*Recorded information*.

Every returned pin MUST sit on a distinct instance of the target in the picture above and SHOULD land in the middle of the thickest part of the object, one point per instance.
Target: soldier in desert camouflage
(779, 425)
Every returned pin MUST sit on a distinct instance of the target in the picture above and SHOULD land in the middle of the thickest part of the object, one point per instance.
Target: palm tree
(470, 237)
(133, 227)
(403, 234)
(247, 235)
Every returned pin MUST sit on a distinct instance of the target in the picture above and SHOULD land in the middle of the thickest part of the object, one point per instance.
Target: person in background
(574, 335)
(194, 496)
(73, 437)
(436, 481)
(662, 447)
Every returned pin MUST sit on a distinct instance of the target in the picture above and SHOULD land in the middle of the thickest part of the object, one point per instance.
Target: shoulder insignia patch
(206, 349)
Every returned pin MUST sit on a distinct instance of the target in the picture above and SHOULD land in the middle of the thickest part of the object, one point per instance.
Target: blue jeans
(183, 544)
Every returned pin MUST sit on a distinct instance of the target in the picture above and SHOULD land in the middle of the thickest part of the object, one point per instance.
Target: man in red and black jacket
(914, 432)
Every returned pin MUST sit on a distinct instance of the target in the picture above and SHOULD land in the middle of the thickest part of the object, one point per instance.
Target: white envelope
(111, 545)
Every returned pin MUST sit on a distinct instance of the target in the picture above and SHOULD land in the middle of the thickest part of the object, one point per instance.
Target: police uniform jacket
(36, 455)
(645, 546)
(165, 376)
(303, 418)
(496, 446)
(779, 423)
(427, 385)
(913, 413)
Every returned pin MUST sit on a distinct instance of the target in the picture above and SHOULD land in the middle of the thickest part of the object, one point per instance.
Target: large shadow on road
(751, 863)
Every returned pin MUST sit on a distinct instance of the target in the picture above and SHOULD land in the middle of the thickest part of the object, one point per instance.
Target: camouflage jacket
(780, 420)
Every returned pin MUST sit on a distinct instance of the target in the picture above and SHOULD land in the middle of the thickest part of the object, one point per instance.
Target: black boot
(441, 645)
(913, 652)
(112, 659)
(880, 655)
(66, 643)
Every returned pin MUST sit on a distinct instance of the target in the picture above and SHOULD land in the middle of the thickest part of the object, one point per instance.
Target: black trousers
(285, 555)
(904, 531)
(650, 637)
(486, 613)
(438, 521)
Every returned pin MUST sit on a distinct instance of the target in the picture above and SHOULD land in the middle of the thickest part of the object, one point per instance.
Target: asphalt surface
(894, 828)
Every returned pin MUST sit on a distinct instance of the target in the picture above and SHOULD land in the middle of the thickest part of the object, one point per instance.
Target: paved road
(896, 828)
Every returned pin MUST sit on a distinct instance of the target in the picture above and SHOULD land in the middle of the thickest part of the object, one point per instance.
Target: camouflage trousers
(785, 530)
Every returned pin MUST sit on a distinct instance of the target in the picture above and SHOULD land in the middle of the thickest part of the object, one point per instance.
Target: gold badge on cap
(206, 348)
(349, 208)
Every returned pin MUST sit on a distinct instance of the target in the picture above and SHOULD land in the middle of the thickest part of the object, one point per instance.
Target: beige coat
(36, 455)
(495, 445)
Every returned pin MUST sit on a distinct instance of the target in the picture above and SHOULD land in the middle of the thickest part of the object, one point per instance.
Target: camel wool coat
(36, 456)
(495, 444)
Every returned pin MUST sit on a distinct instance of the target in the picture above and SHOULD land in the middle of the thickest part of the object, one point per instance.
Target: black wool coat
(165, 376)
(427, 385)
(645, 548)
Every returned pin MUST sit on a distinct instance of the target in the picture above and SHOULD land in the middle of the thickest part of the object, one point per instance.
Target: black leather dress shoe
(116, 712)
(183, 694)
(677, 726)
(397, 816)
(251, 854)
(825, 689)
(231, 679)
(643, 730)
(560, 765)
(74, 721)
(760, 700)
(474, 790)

*Task prompt*.
Repeat each entry word for word.

*Task answer*.
Every returned pin MUST sit on a distinct instance of the target in the picture above and SHOULD land in the middle of the thickest part of the object, one point per instance.
Target: soldier in desert camouflage
(779, 425)
Every returned pin MUST sit on a distinct instance of the target in the picture above and SHOULD land in the middle of the thickest part of the object, one point per instance.
Target: palm tree
(470, 237)
(133, 227)
(403, 234)
(247, 235)
Every returned pin MUST sit on a distinct instance of the target in the picture above and SHOULD land in the middle of the thickest part of the object, one point per instance.
Target: person in background
(574, 335)
(194, 496)
(73, 437)
(436, 481)
(662, 447)
Every returned pin MUST sit on a distinct instance of the target in the picture above and SHOULD land in the middle of the thickest part of the object, one point per instance.
Target: shoulder insignia patch
(206, 349)
Every returned pin MUST sit on a distinct instance of the target in the picture above and SHOULD land in the middle of the thickest part of the object, one point per instance.
Target: blue jeans
(183, 544)
Every returned pin MUST sit on a distinct instance of the target in the picture above and SHOULD land in the middle of the thickest part of the object, one point per instance.
Target: man in red and black jacket
(914, 432)
Every returned pin MUST sit on a distinct instance of the target in the picture above and SHOULD land in the middle of the thickest part of the object, one point per instance.
Target: white envelope
(111, 545)
Every returned pin MUST sit on a distinct instance of the target in the picture above and SHOULD land in the middle of the thickest part of the object, one point per instance.
Target: police uniform jacket
(36, 455)
(645, 546)
(165, 376)
(303, 418)
(496, 446)
(779, 423)
(427, 385)
(913, 413)
Every returned pin MUST sit on a distinct instance of the target in the picture above and SHOULD land in the middle of the thickest part of the object, one point per instance.
Target: large shadow on road
(751, 863)
Every returned pin MUST sit on a distinct instance of the target in the picture above and SHOULD land in the middle of the thickest part of the object, one point per instance.
Target: camouflage jacket
(780, 420)
Every returned pin MUST sit on a distinct instance of the target in the picture above and SHOULD land in the middle of the thickest part of the object, one point per instance.
Target: black boot
(441, 645)
(913, 652)
(112, 659)
(880, 655)
(66, 643)
Every returned pin MUST sit on a distinct instance of the target in the picture above and SHOULD land in the middle of the thickest part of the object, one point per instance.
Target: black trousers
(285, 555)
(904, 531)
(650, 637)
(486, 613)
(438, 521)
Every returned pin MUST sit on a distinct instance of the target in the picture above and SHOULD land in the middle of the thickest part of the object, one point per instance.
Target: asphalt surface
(894, 828)
Every returned pin MUST sit on a distinct instance of the target in the picture above and SHOULD land in the middle of the thickest part of the object, one point per instance.
Target: paved road
(896, 828)
Every returned pin MUST sit on a distinct instance of the target in the picture above and SHOULD land in the middle of the thickest part of the object, one point per instance.
Target: camouflage trousers
(785, 530)
Every returned pin MUST sit on a distinct instance of the target in the picture above and SHOULD land in the middle of the thickest part of the object, one point per instance.
Target: gold badge on cap
(206, 348)
(349, 208)
Every returned pin MUST sit on a distinct instance of the target in the picture above and SHOULD land in the middle of the thickest part of the object, one point per instance.
Target: beige coat
(36, 455)
(495, 445)
Every returned pin MUST sit on a distinct instance of the target in the picture above and SHOULD land in the middle of the thickest part of the object, one point per instance.
Target: camel wool coat
(36, 456)
(495, 444)
Every returned pin MUST sit on a distinct instance of the target in the picture above and SHOULD land in the middle of the thickest part of the object, one point per instance.
Target: black wool coat
(165, 376)
(427, 385)
(645, 548)
Every returned pin MUST sit on a distinct instance of the target in the picture above and SHOULD land in the middle of the thickest part of the object, one point per instance.
Target: black leather dress shoe
(116, 712)
(183, 694)
(677, 726)
(397, 816)
(251, 854)
(825, 689)
(231, 679)
(643, 730)
(560, 765)
(74, 721)
(760, 700)
(474, 790)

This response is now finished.